▶ _Text provided_

— Begin —

- Basilica of the Most Holy Redeemer
- 10°48′37″N 78°41′53″E﻿ / ﻿10.8103°N 78.6980°E
- Location: Tiruchirappalli, Tamil Nadu
- Country: India
- Denomination: Roman Catholic
- Website: http://holyredeemersbasilica.org

History
- Status: Minor Basilica
- Founded: 9 February 1880
- Consecrated: 29 June 1881

Architecture
- Functional status: active
- Designated: 12 October 2006

Administration
- Diocese: Tiruchirappalli

Clergy
- Bishop: MOST REV.DR.S.AROKIARAJ
- Rector: REV.FR.T.ALBERT
- Priest: REV.FR.A.SAGAYARAJ (Administrator)

= Basilica of the Holy Redeemer, Tiruchirappalli =

The Basilica of the Holy Redeemer and Our Lady of Perpetual Help, Tiruchirappalli is one of ten Roman Catholic minor basilicas in the southern state of Tamil Nadu, India.

==History==
The origins of the basilica can be traced to the early decades of the 17th century, when Jesuit missionaries began spreading Christianity through the Madurai Mission. The first conversions occurred in the area known as Tiruchirappalli, also called "Trichy", in 1616. The missionaries eventually got support from the Hindu Naicker rulers of Madurai. The many Jesuit missionaries who worked in the Madurai Mission included Robert de Nobili and Constanzo Beschi.

— End —

▶ _Input rows_
— Begin —

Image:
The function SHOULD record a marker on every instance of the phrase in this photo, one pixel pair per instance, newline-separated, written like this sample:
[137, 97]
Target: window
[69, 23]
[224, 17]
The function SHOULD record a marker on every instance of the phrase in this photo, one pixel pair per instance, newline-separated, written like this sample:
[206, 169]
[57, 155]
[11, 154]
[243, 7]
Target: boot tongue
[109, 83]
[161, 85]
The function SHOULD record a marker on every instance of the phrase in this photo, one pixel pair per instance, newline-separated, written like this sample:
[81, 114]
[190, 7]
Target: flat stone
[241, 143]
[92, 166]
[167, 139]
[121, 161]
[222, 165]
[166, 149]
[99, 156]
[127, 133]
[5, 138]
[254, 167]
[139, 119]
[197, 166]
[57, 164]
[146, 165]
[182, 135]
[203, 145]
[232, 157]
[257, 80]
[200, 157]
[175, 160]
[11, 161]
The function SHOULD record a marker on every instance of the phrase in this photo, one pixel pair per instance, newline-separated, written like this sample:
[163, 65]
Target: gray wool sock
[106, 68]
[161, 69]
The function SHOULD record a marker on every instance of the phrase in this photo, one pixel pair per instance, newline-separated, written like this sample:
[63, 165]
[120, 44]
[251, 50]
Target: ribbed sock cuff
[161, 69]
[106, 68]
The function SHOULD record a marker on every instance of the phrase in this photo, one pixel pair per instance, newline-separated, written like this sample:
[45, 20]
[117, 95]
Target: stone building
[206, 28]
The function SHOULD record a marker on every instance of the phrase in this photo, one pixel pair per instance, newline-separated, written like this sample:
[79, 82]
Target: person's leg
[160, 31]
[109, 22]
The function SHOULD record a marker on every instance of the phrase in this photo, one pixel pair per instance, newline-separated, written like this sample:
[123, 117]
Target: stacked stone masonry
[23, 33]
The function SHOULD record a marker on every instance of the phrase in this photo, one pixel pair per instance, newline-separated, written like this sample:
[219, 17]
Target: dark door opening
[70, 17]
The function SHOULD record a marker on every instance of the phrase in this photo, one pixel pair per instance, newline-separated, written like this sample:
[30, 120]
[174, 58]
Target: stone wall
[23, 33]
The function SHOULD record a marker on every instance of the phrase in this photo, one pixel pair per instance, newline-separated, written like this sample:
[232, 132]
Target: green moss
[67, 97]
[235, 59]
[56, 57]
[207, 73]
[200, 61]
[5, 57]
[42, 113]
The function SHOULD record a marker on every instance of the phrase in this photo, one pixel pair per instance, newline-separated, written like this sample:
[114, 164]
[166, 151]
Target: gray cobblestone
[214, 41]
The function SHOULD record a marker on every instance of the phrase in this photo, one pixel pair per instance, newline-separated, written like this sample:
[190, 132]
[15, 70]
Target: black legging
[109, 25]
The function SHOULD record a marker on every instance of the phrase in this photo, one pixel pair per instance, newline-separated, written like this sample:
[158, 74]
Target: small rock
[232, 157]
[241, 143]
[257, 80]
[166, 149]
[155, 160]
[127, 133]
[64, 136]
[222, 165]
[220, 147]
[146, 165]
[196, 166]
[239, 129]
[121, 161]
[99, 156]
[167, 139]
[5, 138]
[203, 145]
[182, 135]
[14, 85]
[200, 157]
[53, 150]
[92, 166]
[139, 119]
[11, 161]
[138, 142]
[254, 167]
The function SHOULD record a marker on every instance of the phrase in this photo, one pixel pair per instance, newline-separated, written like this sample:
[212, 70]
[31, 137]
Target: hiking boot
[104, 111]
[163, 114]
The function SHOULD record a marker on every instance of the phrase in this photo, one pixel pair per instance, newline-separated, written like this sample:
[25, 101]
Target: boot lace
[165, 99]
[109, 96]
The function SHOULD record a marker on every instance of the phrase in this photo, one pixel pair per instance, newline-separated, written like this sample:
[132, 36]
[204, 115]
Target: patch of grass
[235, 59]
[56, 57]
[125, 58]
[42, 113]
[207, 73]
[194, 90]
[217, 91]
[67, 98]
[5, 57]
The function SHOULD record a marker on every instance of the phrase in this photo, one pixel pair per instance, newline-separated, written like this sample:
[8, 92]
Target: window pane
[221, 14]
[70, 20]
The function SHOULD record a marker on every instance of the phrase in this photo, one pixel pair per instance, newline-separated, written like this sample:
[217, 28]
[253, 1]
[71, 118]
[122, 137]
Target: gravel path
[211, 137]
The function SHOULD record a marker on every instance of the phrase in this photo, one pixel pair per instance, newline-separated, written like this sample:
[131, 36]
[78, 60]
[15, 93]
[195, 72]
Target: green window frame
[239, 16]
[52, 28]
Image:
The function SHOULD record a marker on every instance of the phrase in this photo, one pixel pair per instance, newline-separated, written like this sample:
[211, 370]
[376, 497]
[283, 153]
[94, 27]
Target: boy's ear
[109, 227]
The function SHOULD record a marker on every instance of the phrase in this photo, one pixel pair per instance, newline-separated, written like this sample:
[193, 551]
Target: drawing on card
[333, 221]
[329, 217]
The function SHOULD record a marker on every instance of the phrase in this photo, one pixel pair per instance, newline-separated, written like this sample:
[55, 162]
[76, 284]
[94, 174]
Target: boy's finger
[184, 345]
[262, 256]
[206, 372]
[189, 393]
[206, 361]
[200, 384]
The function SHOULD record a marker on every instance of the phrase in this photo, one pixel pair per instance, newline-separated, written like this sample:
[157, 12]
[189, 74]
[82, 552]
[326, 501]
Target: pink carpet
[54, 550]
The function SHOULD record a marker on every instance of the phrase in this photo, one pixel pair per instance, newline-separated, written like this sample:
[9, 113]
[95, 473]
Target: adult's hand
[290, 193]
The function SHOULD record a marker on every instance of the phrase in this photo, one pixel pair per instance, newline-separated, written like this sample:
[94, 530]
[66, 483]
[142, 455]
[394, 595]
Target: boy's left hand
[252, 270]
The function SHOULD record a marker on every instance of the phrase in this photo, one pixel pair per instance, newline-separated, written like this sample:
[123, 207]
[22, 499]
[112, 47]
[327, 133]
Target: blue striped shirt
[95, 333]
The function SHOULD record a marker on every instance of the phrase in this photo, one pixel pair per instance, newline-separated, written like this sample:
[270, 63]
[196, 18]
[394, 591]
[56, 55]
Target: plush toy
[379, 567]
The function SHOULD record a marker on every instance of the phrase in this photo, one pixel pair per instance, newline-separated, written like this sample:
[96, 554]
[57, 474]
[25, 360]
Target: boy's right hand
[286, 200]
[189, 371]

— End —

▶ _Requirements_
a - Show every line of the entries above that contains the string "sock". Case counts.
b - Resume the basilica article above, starting right after its last sentence.

▶ _Set of answers_
a -
Target: gray wool sock
Target: ribbed sock cuff

b -
While Trichy was still a mission station of the Madurai Mission, several Christian communities were established in Palakkarai, Dharmanathapuram, and Varaganeri. Even before the construction of the Holy Redeemer Church, there were some 7500 Christians in the area. They worshiped at the St. Mary's Cathedral, Trichy, rather than at Our Lady of Sorrows because the latter was under the administration of the Portuguese Padroado.

Realizing the need for the Christians of Palakkarai to have a church of their own, Bishop Alexis Canoz, S.J. laid the foundation for a new church on 9 February 1880. The church of the Most Holy Redeemer was consecrated on 29 June 1881 by the Vicar Apostolic of Pondicherry, Msgr. François-Jean-Marie Laouënan, M.E.P.

The land for the construction of the church was a gift from the local ruler, Diwan Kanjamalai Mudaliar.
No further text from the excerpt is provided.